» The exercise
Please copy out, word for word, the rows below, starting at the line that contains "weathered stone surface" and ending at the final line of the rows, both included.

» Data extract
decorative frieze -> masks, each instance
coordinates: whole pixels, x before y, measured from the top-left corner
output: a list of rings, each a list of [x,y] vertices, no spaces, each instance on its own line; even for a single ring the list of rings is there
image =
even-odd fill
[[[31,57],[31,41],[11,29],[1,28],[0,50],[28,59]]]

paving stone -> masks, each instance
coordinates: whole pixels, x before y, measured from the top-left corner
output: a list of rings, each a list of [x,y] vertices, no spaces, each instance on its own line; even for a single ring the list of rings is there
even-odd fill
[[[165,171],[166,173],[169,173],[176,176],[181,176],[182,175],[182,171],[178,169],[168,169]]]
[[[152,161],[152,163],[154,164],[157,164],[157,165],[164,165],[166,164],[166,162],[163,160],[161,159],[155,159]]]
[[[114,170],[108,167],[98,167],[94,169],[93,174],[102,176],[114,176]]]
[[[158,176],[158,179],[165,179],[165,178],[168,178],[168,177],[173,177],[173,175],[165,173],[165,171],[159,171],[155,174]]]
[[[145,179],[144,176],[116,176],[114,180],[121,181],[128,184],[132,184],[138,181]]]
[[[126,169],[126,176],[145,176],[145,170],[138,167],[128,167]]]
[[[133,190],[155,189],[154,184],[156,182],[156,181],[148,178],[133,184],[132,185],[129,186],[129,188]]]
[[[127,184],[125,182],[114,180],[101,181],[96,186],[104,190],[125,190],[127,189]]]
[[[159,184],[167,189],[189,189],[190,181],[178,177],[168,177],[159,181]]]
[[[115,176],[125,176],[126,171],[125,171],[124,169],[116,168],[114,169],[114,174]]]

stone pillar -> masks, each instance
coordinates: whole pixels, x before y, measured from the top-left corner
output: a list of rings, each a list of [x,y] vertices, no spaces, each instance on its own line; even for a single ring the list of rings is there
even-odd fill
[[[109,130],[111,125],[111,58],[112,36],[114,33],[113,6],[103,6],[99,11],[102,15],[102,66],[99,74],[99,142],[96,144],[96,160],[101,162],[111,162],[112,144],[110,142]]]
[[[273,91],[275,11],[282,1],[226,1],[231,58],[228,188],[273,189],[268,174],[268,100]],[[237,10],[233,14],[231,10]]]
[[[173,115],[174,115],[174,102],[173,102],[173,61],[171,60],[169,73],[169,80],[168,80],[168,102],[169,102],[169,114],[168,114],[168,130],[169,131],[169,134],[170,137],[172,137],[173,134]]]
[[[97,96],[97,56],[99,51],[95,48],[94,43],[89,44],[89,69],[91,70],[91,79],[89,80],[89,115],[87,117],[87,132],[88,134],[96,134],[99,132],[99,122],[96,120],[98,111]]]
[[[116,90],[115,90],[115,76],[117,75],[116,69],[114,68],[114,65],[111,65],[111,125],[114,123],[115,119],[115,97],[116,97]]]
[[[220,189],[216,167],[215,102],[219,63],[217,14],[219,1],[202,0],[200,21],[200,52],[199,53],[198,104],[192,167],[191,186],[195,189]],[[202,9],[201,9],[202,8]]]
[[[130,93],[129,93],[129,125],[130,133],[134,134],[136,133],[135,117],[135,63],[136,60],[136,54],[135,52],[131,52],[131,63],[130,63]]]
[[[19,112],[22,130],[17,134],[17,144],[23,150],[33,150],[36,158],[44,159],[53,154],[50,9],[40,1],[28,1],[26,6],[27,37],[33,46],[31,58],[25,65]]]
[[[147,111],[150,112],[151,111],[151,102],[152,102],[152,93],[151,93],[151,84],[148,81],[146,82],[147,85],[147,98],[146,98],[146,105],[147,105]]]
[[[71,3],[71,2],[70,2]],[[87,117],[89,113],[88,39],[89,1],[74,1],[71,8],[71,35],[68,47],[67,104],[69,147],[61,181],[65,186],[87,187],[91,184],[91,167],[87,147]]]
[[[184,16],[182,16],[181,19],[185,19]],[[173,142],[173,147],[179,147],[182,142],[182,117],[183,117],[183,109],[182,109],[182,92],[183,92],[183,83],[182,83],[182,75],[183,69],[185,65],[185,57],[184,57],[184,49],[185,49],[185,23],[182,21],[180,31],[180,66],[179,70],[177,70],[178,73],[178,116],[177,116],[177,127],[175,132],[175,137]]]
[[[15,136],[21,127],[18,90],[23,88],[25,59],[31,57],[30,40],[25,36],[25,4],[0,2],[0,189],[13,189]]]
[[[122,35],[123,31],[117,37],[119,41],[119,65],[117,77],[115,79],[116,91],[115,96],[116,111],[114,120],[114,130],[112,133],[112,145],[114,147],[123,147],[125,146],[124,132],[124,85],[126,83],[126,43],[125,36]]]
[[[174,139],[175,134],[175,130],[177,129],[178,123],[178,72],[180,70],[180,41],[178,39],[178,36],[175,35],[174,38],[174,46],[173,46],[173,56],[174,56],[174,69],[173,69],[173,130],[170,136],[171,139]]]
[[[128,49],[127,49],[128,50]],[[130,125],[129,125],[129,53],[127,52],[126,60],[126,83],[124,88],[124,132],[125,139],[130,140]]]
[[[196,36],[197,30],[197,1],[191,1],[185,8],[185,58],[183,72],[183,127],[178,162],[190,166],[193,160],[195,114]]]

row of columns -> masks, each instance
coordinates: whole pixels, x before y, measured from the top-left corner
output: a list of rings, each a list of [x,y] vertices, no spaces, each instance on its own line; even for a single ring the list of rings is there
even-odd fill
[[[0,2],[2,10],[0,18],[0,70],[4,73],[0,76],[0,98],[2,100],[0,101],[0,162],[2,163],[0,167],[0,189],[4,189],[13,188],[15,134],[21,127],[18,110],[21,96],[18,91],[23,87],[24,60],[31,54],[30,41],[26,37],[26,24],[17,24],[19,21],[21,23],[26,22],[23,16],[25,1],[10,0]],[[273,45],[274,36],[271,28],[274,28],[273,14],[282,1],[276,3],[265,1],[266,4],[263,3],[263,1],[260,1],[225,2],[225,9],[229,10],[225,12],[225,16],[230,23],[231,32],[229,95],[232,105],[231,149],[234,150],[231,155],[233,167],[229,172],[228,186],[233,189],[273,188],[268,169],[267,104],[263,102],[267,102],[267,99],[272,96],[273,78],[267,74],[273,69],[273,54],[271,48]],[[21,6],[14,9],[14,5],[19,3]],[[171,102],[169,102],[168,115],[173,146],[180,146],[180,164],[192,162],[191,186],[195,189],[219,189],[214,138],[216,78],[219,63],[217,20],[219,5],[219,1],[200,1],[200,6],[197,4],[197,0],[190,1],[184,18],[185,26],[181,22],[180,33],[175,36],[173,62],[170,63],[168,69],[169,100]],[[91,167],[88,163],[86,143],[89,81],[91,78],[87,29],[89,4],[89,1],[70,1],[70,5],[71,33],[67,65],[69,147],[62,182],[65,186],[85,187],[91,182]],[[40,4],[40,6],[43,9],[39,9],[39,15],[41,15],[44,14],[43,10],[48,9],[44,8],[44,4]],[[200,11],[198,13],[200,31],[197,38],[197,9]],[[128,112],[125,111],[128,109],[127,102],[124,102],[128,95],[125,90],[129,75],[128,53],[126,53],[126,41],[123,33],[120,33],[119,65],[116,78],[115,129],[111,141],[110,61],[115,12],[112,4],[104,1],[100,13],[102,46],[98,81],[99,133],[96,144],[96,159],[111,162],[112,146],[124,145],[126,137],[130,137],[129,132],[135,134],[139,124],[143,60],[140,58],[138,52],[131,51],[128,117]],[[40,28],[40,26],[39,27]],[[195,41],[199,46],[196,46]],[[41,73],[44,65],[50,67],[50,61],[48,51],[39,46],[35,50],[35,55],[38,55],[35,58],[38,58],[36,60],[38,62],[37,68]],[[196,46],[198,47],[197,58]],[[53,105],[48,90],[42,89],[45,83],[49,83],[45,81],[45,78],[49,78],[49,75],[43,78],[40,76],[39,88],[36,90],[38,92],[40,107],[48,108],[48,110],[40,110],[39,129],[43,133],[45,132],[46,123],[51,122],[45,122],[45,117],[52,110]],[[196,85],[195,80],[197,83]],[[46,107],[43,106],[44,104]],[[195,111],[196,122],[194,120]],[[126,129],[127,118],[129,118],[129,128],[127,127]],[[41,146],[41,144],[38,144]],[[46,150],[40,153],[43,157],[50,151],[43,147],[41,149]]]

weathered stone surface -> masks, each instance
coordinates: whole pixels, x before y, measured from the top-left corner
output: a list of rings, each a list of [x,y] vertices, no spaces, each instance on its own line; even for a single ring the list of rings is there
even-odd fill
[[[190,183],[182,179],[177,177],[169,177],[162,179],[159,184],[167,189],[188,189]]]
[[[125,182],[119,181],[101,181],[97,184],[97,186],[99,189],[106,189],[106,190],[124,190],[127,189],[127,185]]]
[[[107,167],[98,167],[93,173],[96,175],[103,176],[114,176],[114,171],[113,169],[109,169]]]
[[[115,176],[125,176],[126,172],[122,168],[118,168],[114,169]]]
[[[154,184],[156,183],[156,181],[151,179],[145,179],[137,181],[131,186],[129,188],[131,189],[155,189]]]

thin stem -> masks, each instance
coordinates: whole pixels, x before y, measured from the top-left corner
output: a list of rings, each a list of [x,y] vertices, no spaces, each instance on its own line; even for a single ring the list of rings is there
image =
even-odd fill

» Complete answer
weathered stone surface -> masks, each instance
coordinates: whole pixels, x before y, measured from the top-left corner
output: a list of rings, each a list of [x,y] vertices, no spaces, each instance on its own line; even for a single ring the list of rings is there
even-odd fill
[[[190,183],[182,179],[177,177],[169,177],[162,179],[159,184],[167,189],[188,189]]]
[[[125,182],[119,181],[101,181],[97,184],[97,186],[99,189],[106,189],[106,190],[124,190],[127,189],[127,185]]]
[[[107,167],[98,167],[93,173],[96,175],[103,176],[114,176],[114,171],[113,169],[109,169]]]
[[[115,176],[125,176],[126,172],[122,168],[118,168],[114,169]]]
[[[154,184],[156,183],[156,181],[151,179],[145,179],[137,181],[131,186],[129,188],[131,189],[155,189]]]

thin stem -> masks, each instance
coordinates: whole pixels, x before y, measured from the top-left corner
output: a list of rings, each a list of [x,y] vertices, no spaces, each instance on its own line; even for a single ring the list of rings is there
image =
even-odd fill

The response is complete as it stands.